Start of TEXT SEGMENT
NeurIPS 2020

Self-Learning Transformations for Improving Gaze and Head Redirection


Review 1

Summary and Contributions: The paper introduces a novel method for gaze redirection. Furthermore, authors use the proposed method to train gaze prediction models with fewer labels, showing the ability of their model to augment the data. Authors evaluate their method on various standard benchmarks and show how their model improves existing models in the redirection tasks.

Strengths: - The paper describes the model and the task very well, and justify the existence of the different part of the model. - Authors show how the model improves existing models on gaze and head redirection tasks in multiple dataset. - I believe that tackling explicitly the head/gaze difference is an interesting technical addition to the model. - The augmentation experiments show a very interesting use of the model for data augmentation in a low data regime. I think the fact the authors are able to improve baseline performance in a low data regime is interesting and useful for future research. Furthermore, the fact that they can control gaze direction enables new training schemes which weren't possible with static datasets.
End of TEXT SEGMENT
Start of RECORDED INFORMATION
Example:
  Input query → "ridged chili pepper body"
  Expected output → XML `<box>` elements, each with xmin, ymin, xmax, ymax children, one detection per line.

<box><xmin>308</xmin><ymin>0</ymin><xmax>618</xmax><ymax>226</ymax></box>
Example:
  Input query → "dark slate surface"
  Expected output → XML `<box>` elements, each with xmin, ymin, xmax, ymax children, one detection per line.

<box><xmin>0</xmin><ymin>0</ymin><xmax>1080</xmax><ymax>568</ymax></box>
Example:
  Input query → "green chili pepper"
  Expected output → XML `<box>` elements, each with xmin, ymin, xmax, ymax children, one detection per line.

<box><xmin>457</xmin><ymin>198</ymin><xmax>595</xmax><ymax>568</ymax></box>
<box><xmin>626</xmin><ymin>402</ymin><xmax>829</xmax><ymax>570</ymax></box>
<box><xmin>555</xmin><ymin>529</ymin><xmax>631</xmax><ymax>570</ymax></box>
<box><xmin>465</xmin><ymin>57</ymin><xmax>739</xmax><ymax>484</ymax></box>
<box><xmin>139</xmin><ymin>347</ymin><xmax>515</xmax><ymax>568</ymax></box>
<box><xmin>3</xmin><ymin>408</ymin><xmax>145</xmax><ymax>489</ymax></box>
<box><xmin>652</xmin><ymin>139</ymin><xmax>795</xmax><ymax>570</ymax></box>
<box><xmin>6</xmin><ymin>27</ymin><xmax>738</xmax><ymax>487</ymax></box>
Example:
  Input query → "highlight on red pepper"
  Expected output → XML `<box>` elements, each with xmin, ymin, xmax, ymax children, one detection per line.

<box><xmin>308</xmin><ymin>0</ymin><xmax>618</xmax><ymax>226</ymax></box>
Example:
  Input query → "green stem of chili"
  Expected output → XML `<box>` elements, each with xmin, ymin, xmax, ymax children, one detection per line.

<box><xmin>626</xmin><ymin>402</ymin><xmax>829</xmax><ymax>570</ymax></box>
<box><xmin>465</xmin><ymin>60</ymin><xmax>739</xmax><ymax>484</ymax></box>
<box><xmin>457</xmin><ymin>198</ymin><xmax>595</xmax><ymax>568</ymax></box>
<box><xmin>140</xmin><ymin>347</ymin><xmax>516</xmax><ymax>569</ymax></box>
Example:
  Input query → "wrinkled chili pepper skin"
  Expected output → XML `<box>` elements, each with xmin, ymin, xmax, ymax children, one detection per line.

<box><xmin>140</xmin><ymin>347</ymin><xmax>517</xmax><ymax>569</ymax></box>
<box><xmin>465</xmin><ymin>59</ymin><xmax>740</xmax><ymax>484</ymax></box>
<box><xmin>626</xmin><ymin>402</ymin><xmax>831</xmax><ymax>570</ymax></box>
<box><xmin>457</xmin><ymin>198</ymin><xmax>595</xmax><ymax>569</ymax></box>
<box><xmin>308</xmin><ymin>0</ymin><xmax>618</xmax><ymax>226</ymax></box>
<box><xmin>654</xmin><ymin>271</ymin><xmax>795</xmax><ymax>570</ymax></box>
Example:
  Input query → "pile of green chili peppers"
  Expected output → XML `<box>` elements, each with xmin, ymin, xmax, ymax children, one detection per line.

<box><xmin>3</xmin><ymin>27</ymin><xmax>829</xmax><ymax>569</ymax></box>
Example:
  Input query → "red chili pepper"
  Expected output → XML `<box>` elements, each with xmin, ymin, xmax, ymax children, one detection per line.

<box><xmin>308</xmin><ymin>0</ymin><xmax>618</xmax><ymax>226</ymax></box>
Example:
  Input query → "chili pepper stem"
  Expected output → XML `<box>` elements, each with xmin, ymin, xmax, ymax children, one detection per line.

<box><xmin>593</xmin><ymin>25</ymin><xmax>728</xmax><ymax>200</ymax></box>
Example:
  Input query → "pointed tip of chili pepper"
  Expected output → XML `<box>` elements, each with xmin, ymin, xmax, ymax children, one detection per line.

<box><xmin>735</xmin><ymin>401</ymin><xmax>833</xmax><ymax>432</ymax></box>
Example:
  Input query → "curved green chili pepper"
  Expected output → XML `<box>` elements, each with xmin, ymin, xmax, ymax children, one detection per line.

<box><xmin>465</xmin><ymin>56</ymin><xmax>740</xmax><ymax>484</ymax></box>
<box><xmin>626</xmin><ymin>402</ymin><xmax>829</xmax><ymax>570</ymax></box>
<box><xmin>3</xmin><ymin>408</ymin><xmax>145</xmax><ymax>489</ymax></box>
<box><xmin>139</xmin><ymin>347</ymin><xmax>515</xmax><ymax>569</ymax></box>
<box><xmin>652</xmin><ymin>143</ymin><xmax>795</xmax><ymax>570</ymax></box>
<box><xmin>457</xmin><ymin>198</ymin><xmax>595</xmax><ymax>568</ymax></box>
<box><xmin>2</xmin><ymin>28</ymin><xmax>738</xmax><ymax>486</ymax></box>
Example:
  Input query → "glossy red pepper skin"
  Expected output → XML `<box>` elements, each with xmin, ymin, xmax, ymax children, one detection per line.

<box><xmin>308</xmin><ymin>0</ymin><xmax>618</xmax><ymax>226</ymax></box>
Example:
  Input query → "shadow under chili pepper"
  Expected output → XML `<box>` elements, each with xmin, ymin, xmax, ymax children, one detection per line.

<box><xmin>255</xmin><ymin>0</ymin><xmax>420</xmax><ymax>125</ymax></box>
End of RECORDED INFORMATION
- _PROBLEMS AND TASKS_:
• a. Based on the gaze redirection review above, does each statement agree with it? Answer yes or no for each, and quote the words that decide it. (i) The reviewer sees the explicit handling of the head/gaze difference as an interesting technical addition. (ii) The authors test their method on a single benchmark. (iii) The proposed method is used to train gaze prediction models with more labels.
• b. Write the next part of the gaze redirection review, starting right after its last sentence.

- _RESPONSES BY TASK_:
• a.
(i) Yes: "I believe that tackling explicitly the head/gaze difference is an interesting technical addition to the model."
(ii) No: "Authors evaluate their method on various standard benchmarks"
(iii) No: "authors use the proposed method to train gaze prediction models with fewer labels"

• b.
Weaknesses: - Authors address the possibility of using this work to build deep fakers in the broader impact statement. Although their point is valid, the model for now only works on particular poses, I still think this line of research help the overall development of fake videos. I think this should be taken more into account in the discussion in the paper. - Authors claim in the conclusion that the model would apply to other factors different from head pose and gaze in generation. Although the model is general, I think every problem is very particular and the claim might be too strong. - It would have been interesting to train the model with other datasets to see how the performance change with training data. Authors do claim that their model transfers very well across datasets (which is true), but it would be interesting to see if it still does it with other training data. - How did the authors validate how well F_d works and how sensible is to small changes? It is used to evaluate the effect of disturbance and I believe it is importance to also evaluate the evaluator itself. Otherwise, the metrics involving F_d are hard to interpret for the reader. After rebuttal: After reading the rebuttal, the authors have addressed most of my concerns and I update my score to 7-Accept.

Correctness: Yes. The claims on the paper are well formulated. The method seems correct and well supported by the empirical results, both qualitative and quantitative.

Clarity: Yes, the paper is well organised and well written.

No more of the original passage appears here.